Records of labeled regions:
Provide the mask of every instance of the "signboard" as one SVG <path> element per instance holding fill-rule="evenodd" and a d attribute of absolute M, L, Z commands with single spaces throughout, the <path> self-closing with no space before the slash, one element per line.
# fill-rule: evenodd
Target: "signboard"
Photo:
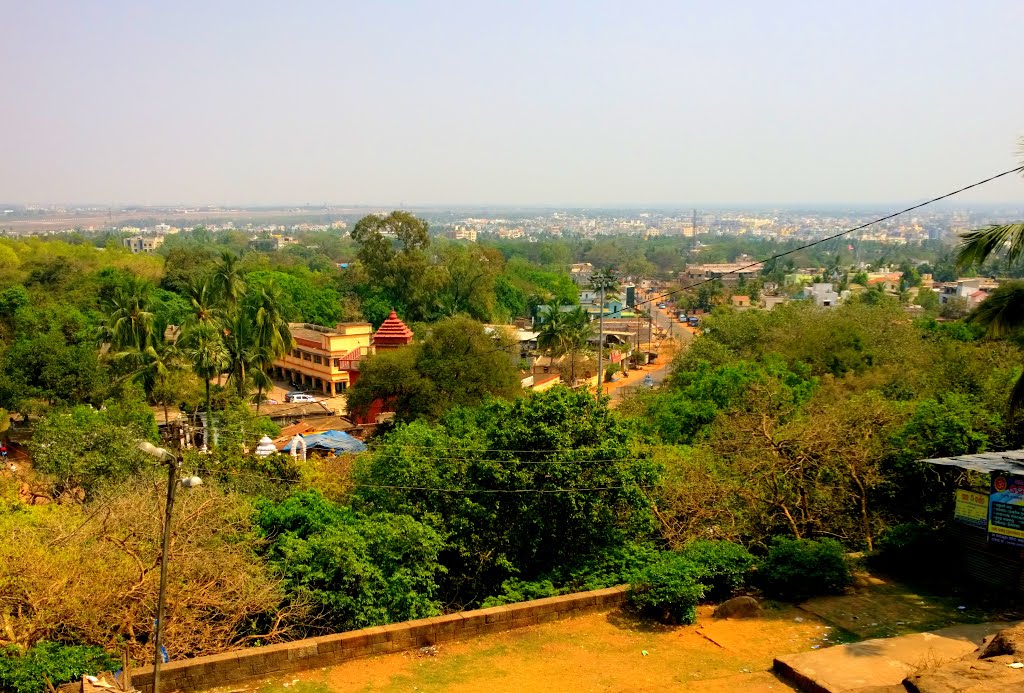
<path fill-rule="evenodd" d="M 972 527 L 988 529 L 988 493 L 957 488 L 953 519 Z"/>
<path fill-rule="evenodd" d="M 988 540 L 1024 547 L 1024 477 L 992 473 L 988 495 Z"/>

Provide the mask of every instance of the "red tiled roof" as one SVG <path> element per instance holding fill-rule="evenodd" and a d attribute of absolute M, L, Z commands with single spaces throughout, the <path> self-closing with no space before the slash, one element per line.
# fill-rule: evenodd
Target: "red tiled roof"
<path fill-rule="evenodd" d="M 381 323 L 380 329 L 374 333 L 375 341 L 381 338 L 386 340 L 412 340 L 413 331 L 406 327 L 406 323 L 398 319 L 398 314 L 392 310 L 387 319 Z"/>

## REQUIREMENT
Reproduce all of the data above line for line, without any changes. Leave the pictures out.

## OUTPUT OF THE EXERCISE
Provide the mask of every instance of the "signboard" as one SVG <path> element per instance holding fill-rule="evenodd" and a d attribute of absolute M, L, Z commands with single spaces throughout, the <path> self-closing with no space before the slash, one element per line.
# fill-rule: evenodd
Target: "signboard"
Photo:
<path fill-rule="evenodd" d="M 972 527 L 988 529 L 988 493 L 957 488 L 953 519 Z"/>
<path fill-rule="evenodd" d="M 988 540 L 1024 547 L 1024 477 L 992 473 L 988 495 Z"/>

Provide the mask of every instance of the "red tiled roof" as one SVG <path> element per instance holding fill-rule="evenodd" and a d attribute of absolute M, L, Z commands with single spaces throughout, the <path> self-closing with no space before the slash, one element per line.
# fill-rule: evenodd
Target: "red tiled roof"
<path fill-rule="evenodd" d="M 381 323 L 380 329 L 374 333 L 375 341 L 381 338 L 386 340 L 412 340 L 413 331 L 406 327 L 406 323 L 398 319 L 398 314 L 392 310 L 387 319 Z"/>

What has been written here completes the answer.